Müzik diliyle dertleşiyorlar…

Her hafta Moda’da serbest katılımlı doğaçlama müzik paylaşım etkinliği düzenleyen Ece Oğur&Mahir Şirin ikilisi, “Aramızda rekabet değil, paylaşım var. Müzik diliyle sohbet ediyoruz” diyor

06 Ağustos 2019 - 16:28

Her Cumartesi saatler 20.00’yi gösterdiğinde Moda sahilde toplanıyorlar. Katılımcılar ya profesyonel ya da amatör müzisyen. Birlikte çalıp birlikte söylüyorlar doğaçlama şekilde. Dileyen dilediği zaman katılabiliyor bu etkinliğe. Sıcak yaz gecelerinde, deniz kıyısının serinliğinde hem kelimeleri hem notaları paylaşıyorlar…

Etkinliğin adı “Open Air Jamming- Moda” (açık havada doğaçlama). Kurucuları Ece Oğur&Mahir Şirin’in amaçları ‘jam session’ yapmayı/dinlemeyi seven müzisyen ve müzikseverleri bir çatı altında toplayıp beraberce müzik yaparak hayattan alınan keyfi arttırmak…

Bob Marley’in “Seninle doğaçlamak istiyorum. Umarım sen de doğaçlamayı seviyorsundur”  (I wanna jam it with you, I hope you like jamming too) sözünü motto seçen Oğur ve Şirin’le konuştuk.

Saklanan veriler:

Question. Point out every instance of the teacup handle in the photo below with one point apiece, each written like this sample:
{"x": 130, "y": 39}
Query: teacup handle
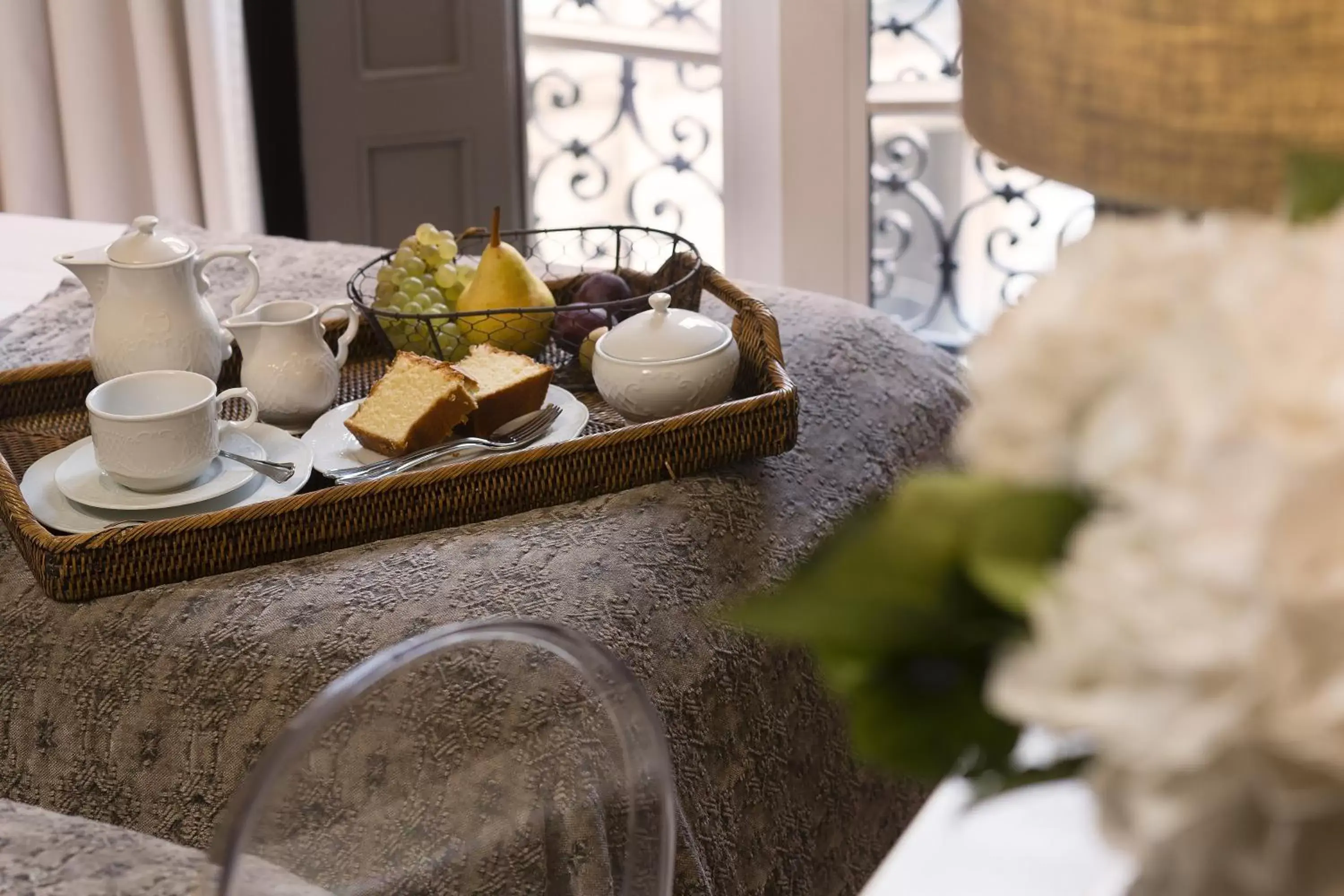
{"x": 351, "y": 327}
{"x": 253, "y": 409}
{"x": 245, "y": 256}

==

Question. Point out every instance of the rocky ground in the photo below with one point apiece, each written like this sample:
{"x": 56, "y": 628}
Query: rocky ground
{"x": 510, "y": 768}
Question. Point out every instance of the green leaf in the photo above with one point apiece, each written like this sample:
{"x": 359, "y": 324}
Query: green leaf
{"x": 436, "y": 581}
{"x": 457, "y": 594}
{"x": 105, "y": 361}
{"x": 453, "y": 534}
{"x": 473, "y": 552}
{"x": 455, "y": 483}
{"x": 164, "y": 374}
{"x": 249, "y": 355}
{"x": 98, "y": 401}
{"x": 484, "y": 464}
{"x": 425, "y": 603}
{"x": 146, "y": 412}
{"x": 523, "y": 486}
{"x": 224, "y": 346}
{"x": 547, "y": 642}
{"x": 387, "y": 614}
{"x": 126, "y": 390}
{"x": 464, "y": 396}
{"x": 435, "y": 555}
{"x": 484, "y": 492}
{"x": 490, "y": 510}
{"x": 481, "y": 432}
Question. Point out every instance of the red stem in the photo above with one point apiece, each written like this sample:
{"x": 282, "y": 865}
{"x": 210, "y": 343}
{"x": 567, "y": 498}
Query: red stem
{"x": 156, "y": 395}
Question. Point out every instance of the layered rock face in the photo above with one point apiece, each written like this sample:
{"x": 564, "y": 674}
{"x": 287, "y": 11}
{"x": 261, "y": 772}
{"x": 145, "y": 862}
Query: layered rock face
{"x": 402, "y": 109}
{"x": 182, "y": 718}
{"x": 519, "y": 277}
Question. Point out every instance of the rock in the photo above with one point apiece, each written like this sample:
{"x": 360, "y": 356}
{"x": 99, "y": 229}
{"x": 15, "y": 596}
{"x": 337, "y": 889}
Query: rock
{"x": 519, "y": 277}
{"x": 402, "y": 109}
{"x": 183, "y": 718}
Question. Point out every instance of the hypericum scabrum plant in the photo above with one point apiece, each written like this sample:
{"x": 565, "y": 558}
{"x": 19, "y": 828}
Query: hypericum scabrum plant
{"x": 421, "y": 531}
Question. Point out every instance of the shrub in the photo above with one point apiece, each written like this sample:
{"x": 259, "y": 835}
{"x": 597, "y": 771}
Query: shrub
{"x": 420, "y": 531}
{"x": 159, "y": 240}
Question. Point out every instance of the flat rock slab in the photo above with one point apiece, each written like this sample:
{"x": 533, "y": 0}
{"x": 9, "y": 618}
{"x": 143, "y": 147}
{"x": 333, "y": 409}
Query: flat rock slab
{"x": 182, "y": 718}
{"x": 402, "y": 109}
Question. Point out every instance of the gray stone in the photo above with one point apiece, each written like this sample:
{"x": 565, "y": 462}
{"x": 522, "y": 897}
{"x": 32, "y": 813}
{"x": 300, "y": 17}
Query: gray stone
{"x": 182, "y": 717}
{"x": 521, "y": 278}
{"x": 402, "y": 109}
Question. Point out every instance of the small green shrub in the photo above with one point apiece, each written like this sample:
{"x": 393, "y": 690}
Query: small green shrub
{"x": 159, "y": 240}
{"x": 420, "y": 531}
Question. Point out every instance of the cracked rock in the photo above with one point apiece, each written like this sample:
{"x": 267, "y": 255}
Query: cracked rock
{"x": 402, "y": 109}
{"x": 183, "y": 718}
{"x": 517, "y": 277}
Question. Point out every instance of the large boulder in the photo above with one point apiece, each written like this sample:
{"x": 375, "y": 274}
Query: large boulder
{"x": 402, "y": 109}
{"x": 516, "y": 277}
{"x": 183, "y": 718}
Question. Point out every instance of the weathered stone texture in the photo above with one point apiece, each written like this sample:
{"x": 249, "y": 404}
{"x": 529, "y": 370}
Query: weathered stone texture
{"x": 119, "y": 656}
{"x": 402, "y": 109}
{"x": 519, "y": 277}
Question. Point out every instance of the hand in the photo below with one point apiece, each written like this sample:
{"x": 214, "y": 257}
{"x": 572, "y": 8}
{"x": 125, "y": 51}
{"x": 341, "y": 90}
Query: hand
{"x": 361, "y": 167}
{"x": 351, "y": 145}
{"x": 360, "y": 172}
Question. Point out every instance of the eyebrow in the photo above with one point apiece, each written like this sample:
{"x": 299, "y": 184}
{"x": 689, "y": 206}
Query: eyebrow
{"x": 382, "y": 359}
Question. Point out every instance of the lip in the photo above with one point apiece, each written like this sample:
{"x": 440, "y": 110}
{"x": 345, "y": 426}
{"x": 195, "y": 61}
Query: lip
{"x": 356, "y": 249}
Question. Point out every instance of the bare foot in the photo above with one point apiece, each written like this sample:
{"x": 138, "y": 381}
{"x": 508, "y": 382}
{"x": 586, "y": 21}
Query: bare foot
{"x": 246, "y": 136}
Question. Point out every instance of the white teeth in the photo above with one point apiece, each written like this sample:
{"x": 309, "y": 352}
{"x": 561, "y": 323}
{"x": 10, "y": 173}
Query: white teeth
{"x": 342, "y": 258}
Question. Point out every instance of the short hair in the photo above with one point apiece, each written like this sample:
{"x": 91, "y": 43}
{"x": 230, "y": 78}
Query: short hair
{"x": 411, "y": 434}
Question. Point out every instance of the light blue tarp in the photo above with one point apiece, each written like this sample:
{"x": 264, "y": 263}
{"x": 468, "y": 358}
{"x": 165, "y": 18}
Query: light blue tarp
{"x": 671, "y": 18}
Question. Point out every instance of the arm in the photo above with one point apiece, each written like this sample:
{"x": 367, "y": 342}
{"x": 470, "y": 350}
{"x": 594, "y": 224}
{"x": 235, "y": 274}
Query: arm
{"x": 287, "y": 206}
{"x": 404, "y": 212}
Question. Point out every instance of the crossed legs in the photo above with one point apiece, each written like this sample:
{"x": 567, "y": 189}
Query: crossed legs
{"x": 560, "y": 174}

» Yapılacak görevler:
(A) Moda'daki doğaçlama müzik etkinliğini anlatan metinde "Her Cumartesi saatler" diye başlayan paragrafı ana bilgilerini koruyarak madde madde yeniden yaz.
(B) Moda'daki doğaçlama müzik etkinliğini anlatan metinde "Her Cumartesi saatler" ifadesinden "ve Şirin’le konuştuk." ifadesine kadar uzanan bölümü olduğu gibi yinele.

» Çözümler aşağıda:
(A)
- Her Cumartesi saat 20.00'de Moda sahilinde toplanıyorlar.
- Katılımcılar profesyonel ya da amatör müzisyenler.
- Doğaçlama şekilde birlikte çalıp söylüyorlar.
- Dileyen istediği zaman etkinliğe katılabiliyor.
- Sıcak yaz gecelerinde deniz kıyısında kelimeleri ve notaları paylaşıyorlar.

(B)
Her Cumartesi saatler 20.00’yi gösterdiğinde Moda sahilde toplanıyorlar. Katılımcılar ya profesyonel ya da amatör müzisyen. Birlikte çalıp birlikte söylüyorlar doğaçlama şekilde. Dileyen dilediği zaman katılabiliyor bu etkinliğe. Sıcak yaz gecelerinde, deniz kıyısının serinliğinde hem kelimeleri hem notaları paylaşıyorlar…

Etkinliğin adı “Open Air Jamming- Moda” (açık havada doğaçlama). Kurucuları Ece Oğur&Mahir Şirin’in amaçları ‘jam session’ yapmayı/dinlemeyi seven müzisyen ve müzikseverleri bir çatı altında toplayıp beraberce müzik yaparak hayattan alınan keyfi arttırmak…

Bob Marley’in “Seninle doğaçlamak istiyorum. Umarım sen de doğaçlamayı seviyorsundur”  (I wanna jam it with you, I hope you like jamming too) sözünü motto seçen Oğur ve Şirin’le konuştuk.